■ **Enunciado**
Segundo o texto de leitura, qual era o valor a pagar da liquidação de IRS relativa a 2007 emitida em 8/11/2010?

■ **Texto de leitura**
****************

A sentença recorrida considerou provados os factos seguintes.
«1. Em 31/3/2010, os oponentes apresentaram as declarações de IRS relativas aos exercícios de 2006 e 2007 (cf. declarações de IRS a fls. 51 a fls. 55 dos autos).
2. Em 8/11/2010, a Administração Tributária emitiu em nome de J... e Maria José Quelhas, a liquidação de IRS n.º 2010 50050..., relativa ao ano de 2007, com o valor a pagar de EUR 4.095,75, com a data de compensação de 11/11/2010 e data limite de pagamento de 20/12/2010 (cf. Demonstração da liquidação e compensação a fls. 39 a fls. 41 e fls. 119 todas dos autos).
3. Em 18/11/2010, a Direção Geral dos Imposto enviou aos oponentes a nota de liquidação de IRS n.º 2010 2010090, por carta postal registada com o Registo n.º RY515...0PT, sem Aviso de Receção, relativa ao ano de 2007 (cf. Impressão a fls. 60 e 78 dos autos).
4. Do sítio dos CTT “pesquisa de objetos” resulta “ENTREGA CONSEGUIDA Local CORROIOS” da carta postal com o registo RY515...0PT, em 22/11/2010 (cf. impressão a fls. 77 dos autos).
5. Em 21/12/2010, J... e Maria José Quelhas apresentaram no Serviço de Finanças do Seixal o requerimento constante a fls. 33 dos autos, cujo conteúdo aqui se dá por reproduzido do qual consta em síntese, o seguinte:
(…)
1. Na sequência de consulta efetuada ao sito www.portaIdasfinanças.gov.pt. detectaram os contribuintes o registo dos seguintes “alertas” sobre a sua situação tributária (Docs. nº 1 a 3):
a) Em 09/12/2010: “Está por regularizar o pagamento de IRS relativo a 2006” — Estado: Incumprimento;
b) Em 20/12/2010: “Está a decorrer o prazo para pagamento de IRS relativo a 2007” — Estado: A decorrer.
2. Os contribuintes não receberam qualquer liquidação para pagamento de IRS relativo a 2006 ou a 2007, desconhecendo se foram enviadas liquidações oficiosas para pagamento de IRS relativo a 2006 ou a 2007, ou quem as recebeu.
3. Nos termos do n.º 1 do artigo 38º do CPPT, as notificações são efectuadas obrigatoriamente por carta registada com aviso de recepção, sempre que tenham por objecto actos ou decisões susceptíveis de alterarem a situação tributária dos contribuintes.
4. Sendo manifesto que as liquidações oficiosas em causa alteram a situação tributária dos contribuintes, tendo já dado origem ao registo no site www.portaldasfinancas.gov.pt dos “alertas” acima referenciados, impõe-se esclarecer a quem foram entregues (quem recebeu) as notificações dessas liquidações oficiosas. // Termos em que, para completo esclarecimento da questão, requer a V. Exa. se digne mandar enviar cópia dos avisos de recepção respeitantes às notificações das liquidações oficiosas efectuadas para pagamento de IRS relativo a 2006 e a 2007, que alteram a situação tributária dos contribuintes. // (…)”

****************

■ **Dados fornecidos**
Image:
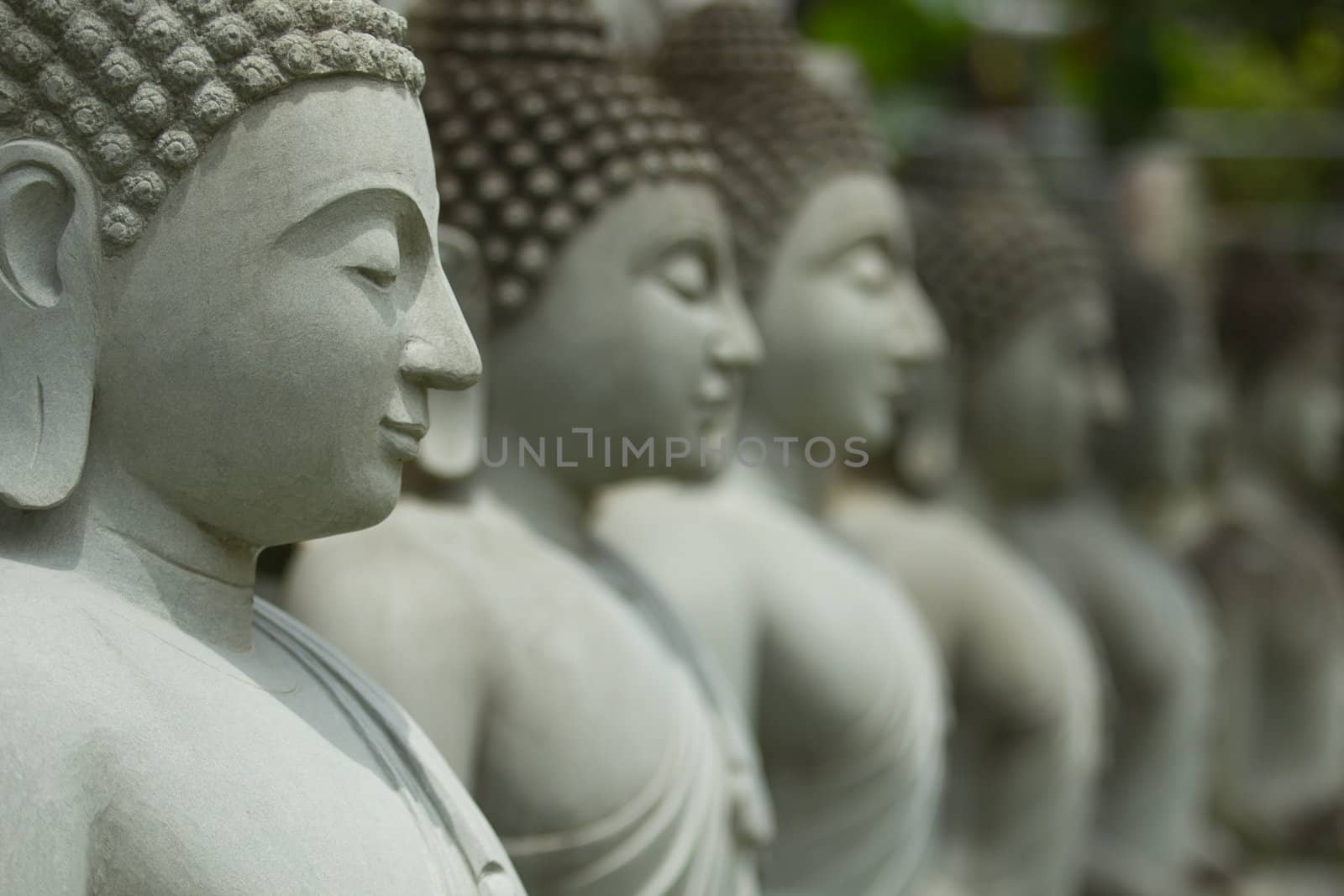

****************

■ **Resolução**
EUR 4.095,75.